### [Page excerpt]
________________

AI Mainstreams Plagiarism


It seems that AI has mainstreamed plagiarism, and surprisingly few seem to care.

Committing my code

A person sits down to write code. His AI assistant is hot and ready. Type, type, wait... tab, insert, save, commit, push, deploy.

Whose is it?

This person claimed the code as his own. Is this plagiarism?

Whose code did he just deploy? The name on the commit is his own. Is that accurate? Is it plagiarism to call it his own?

Whose name is on the copyright notice in the source? It's the name of his company. Is that accurate? Has new intellectual property just been minted, or was this conveniently acquired through this tool?

The company claimed this code as its own. Is this plagiarism?

Where did the code come from? It was generated by the AI assistant. It got spit out of an LLM based on an input prompt. The AI company wrote the LLM and then provided use of their LLM as a service for money.

The AI company claimed this LLM and the input upon which it was built as its own. Is this plagiarism?

Where did the dataset for LLM training come from? No AI company I know of has hired a bunch of programmers to create the dataset upon which the LLM was trained. Generally, they scoop up what's available from wherever they can get it, owned or not owned, licensed or not licensed.

But someone wrote it. A human author put his fingers on a keyboard and created code to serve his own purposes.

Who was that author? He is unknown, separated by too many degrees. Too many degrees to identify personally? Too many degrees for anyone to care about it?

Why do we not care about this author and his work and our own dubious claim to it as our own more than we do?

Yes, he's many degrees removed. He's faceless to us. And we seem determined to keep him so. How inconvenient it would be if he wasn't.

Justification

Perhaps we justify that others plagiarized his work before us, so we're not the first aggressor, and we're acting no differently than many others.

Perhaps we justify that the original author released his work purposefully into the public domain, and all those who used it in the chain since then have also made no claim to the work.

Perhaps we justify that we're not copying, because this code is a derivative of a derivative, just one of a seemingly-infinite number of possible outputs given the input.

________________

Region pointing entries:

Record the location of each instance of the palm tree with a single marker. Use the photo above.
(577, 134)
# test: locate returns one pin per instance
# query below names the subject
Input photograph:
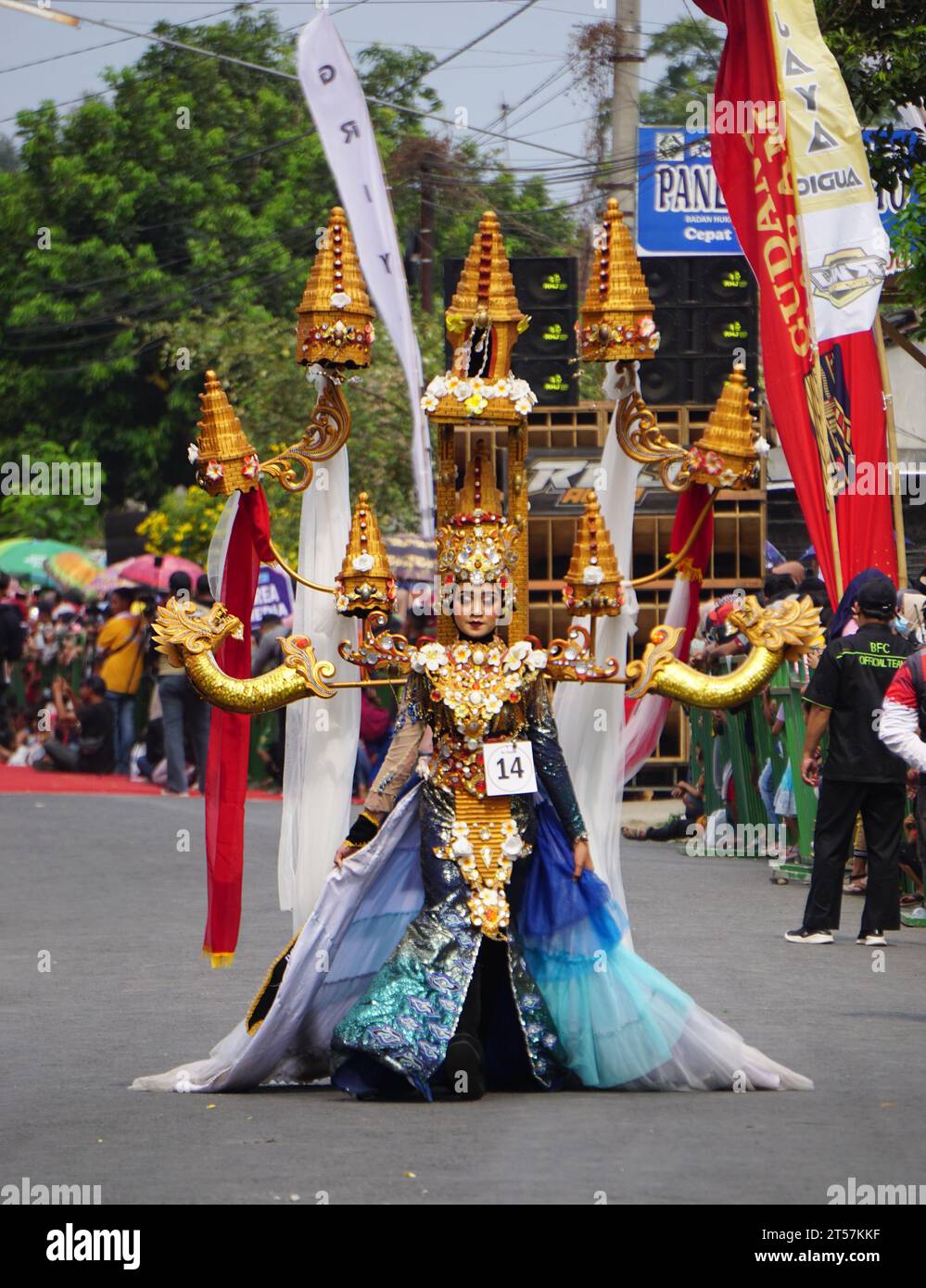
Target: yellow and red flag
(790, 158)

________________

### [Required work]
1) Copy the passage of the essay on AI and plagiarism that begins with the words containing "Whose name is" and ends with "built as its own. Is this plagiarism?".
2) Write the next part of the essay on AI and plagiarism, picking up after its final sentence.
None of the entries are needed for this work.

### [Responses in order]
1)
Whose name is on the copyright notice in the source? It's the name of his company. Is that accurate? Has new intellectual property just been minted, or was this conveniently acquired through this tool?

The company claimed this code as its own. Is this plagiarism?

Where did the code come from? It was generated by the AI assistant. It got spit out of an LLM based on an input prompt. The AI company wrote the LLM and then provided use of their LLM as a service for money.

The AI company claimed this LLM and the input upon which it was built as its own. Is this plagiarism?

2)
Perhaps we justify that code is different than prose, and the morality we were taught to avoid plagiarism doesn't apply here or in the same way.

Perhaps we justify that in order to function in the utopia to be ushered in by AI, we have to adapt, and some of the old rules must be broken or conveniently ignored.

Perhaps we justify that it's no different than copy-pasting manually from someone else's codebase or forum, and we've been doing that for years, so why the sudden fuss.

I think there's a lot of justification happening. There's a lot of plugging the ears and averting the eyes. Let's not give that too much air time to the potential moral problems with copying code into and out of an LLM. There is, after all, a lot of money to be made.

A better future

When progress is being made, sometimes good, moral boundaries are stepped over. When on done on purpose, we should regain our moral standing by repairing what was broken and choosing what is right. When done on accident, we should do the same.

What could we do better?

We could re-train new LLMs on input that has been explicitly released by its authors for such purposes.

LLMs could track data provenance so that proper attribution could be made.

We could given credit in shared commits and shared copyrights.

We could redesign tools to not encourage blanket insertion of code.

We could re-train ourselves to not copy-paste what comes out of an LLM.